**Task statement:**
From the first line to the last, retype the records exactly without their images.

**Available records:**
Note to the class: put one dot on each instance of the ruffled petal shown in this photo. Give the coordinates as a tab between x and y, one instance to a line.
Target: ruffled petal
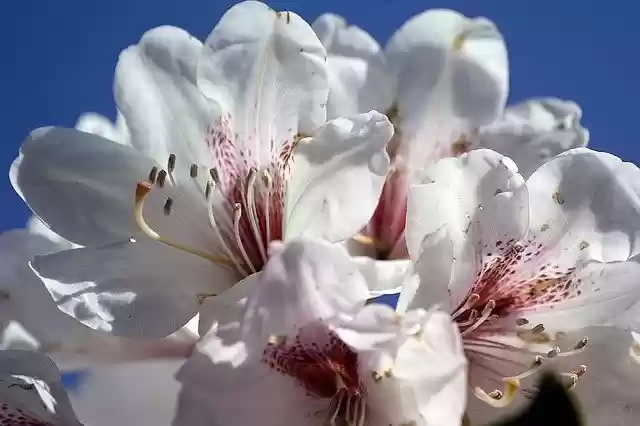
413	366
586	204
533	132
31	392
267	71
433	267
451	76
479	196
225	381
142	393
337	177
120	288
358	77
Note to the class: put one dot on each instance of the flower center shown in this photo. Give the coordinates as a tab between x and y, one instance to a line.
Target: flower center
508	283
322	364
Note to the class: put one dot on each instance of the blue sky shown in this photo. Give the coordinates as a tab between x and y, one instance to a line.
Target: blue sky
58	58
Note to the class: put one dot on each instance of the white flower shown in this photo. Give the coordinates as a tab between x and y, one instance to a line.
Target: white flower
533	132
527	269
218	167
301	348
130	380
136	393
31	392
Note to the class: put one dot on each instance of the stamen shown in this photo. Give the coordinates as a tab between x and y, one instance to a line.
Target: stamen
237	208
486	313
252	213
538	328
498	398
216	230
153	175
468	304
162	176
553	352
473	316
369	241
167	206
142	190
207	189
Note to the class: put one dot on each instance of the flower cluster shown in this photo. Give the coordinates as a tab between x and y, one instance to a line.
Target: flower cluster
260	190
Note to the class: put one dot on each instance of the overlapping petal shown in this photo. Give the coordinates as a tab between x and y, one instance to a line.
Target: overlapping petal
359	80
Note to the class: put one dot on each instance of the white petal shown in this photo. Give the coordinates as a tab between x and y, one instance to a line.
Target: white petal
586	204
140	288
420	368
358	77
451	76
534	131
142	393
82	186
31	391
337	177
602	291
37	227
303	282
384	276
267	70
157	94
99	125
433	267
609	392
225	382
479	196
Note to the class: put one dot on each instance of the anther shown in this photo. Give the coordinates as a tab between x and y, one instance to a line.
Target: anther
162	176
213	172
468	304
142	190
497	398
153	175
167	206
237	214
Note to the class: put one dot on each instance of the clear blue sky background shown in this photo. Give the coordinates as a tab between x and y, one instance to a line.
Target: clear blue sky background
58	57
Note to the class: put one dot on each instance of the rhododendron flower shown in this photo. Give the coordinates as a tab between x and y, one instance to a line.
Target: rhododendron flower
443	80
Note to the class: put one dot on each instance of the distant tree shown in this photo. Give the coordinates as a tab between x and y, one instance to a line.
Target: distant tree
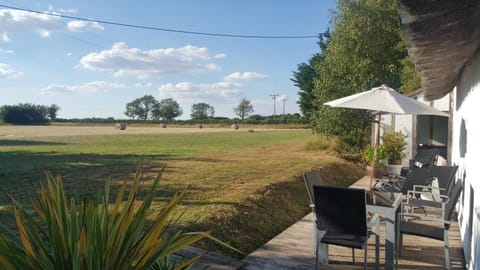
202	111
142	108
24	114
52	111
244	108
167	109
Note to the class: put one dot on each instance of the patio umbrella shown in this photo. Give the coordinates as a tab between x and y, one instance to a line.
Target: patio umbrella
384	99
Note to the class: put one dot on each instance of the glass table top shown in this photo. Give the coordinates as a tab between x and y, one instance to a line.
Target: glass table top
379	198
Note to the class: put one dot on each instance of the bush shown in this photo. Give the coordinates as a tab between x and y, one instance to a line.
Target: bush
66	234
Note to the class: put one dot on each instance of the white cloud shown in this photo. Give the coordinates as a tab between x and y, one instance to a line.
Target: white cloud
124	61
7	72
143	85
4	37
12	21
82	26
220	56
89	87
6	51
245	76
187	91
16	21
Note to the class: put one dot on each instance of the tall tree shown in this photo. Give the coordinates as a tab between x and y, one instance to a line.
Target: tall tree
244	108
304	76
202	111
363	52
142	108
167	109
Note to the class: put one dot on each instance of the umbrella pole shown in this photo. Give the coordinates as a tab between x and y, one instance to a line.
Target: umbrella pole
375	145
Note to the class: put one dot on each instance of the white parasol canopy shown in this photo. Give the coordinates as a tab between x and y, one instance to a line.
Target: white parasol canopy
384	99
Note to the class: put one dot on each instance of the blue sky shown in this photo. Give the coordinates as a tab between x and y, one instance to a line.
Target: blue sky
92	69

**Written answer:**
Note to the class: put one dot on each instance of the ruffled petal shown in this photo. Give the coordinates as a tab between x and y, one instance to a line.
Target: ruffled petal
413	366
586	204
533	132
31	392
267	71
433	267
451	76
479	196
225	381
142	393
337	177
120	288
358	77
Note to the class: put one dot on each instance of the flower center shown in this photo. Give the coordinates as a tab between x and y, one instance to a line.
Target: flower center
508	283
322	364
Note to the class: put one dot on each instance of the blue sky shown in this photo. Give the coordinates as a tab between x and y, one instance to a line.
Target: blue sky
58	58
Note to the class: put one dot on each instance of the white flower shown in this photo. Give the coordinates as a tab between x and y, one instance to a line.
Target: white flower
533	132
527	269
218	167
301	348
130	380
136	393
31	392
Note to the class: put one dot on each instance of the stamen shown in this photo. Give the coordinates as a tab between x and y, one instance to a line.
Target: stamen
237	208
486	313
252	213
538	328
498	398
216	230
153	175
468	304
162	176
553	352
473	316
369	241
167	206
142	190
207	189
Note to the class: put one dot on each instance of the flower cluster shown in this photo. Give the coordinates as a tab between x and y, one instance to a line.
Target: flower cluster
260	190
Note to the class: put one dot on each instance of the overlapping petal shown in this photo. Give the coordinates as a tab between x and y, one instance to a line.
Target: overlapping petal
359	80
Note to the class: put one dot on each instance of the white petal shown in this photo. Give the coordinates as a tab between x and y, one instance to a line.
Target: white petal
586	204
140	288
420	368
358	77
451	76
534	131
142	393
82	186
31	391
337	177
602	291
37	227
303	282
384	276
267	70
157	94
99	125
433	267
609	392
225	382
479	196
Note to the class: put one dot on each instance of the anther shown in this photo. Give the coordinates as a tab between x and y, one instance to a line.
Target: anther
162	176
213	172
468	304
142	190
497	398
153	175
167	206
237	214
Note to the class: put one dot on each instance of the clear blue sky background shown in this photo. Give the coordinates as a tab between x and y, one instance to a line.
Target: clear blue sky background
58	57
Note to the class: put one dot on each instance of the rhododendron flower shown in this photo. Give the coordinates as a tab between x and y, one instance to a line.
Target: rhododendron flower
443	80
Note to the class: put one dot on each instance of the distant tree shown in this photo. Give the coordinates as a tab between x and y, one instance to a line.
Target: distant tree
202	111
142	108
24	114
52	111
244	108
167	109
Note to the class: put one dot on each instance of the patio umbrella shown in this photo. Give the coordinates as a tab between x and y, one instance to a line.
Target: patio umbrella
384	99
Note to the class: put one dot on each instance of the glass table top shown in this photo. Give the coordinates as a tab between x and y, one instance to a line.
Target: glass table top
379	198
Note to the class: put one dot on each instance of the bush shown in this photo. Give the coordinates as a tab between x and y, one instance to a line.
Target: bush
66	234
Note to the class: put one dot on each instance of the white cloud shown in this photo. Give the coordinates as a tab between x and y, one instance to a line.
Target: white cloud
124	61
7	72
143	85
4	37
12	21
82	26
220	56
89	87
6	51
245	76
187	91
16	21
Note to the class: put one dot on each instance of the tall tree shown in this photo. Give the coordinates as a tab between x and y, one instance to a line.
Target: tall tree
244	108
304	76
202	111
363	52
142	108
167	109
Note to the class: put one dot on each instance of the umbrella pole shown in this photo. Give the coordinates as a tab between x and y, one instance to a line.
Target: umbrella pole
375	145
Note to the class: put one dot on each instance of the white parasol canopy shown in this photo. Give the coordinates as a tab between x and y, one instance to a line.
Target: white parasol canopy
384	99
Note to the class: put one dot on each instance of the blue sky shown in this photo. Give the coordinates as a tab between x and y, one instance to a line.
Target: blue sky
92	69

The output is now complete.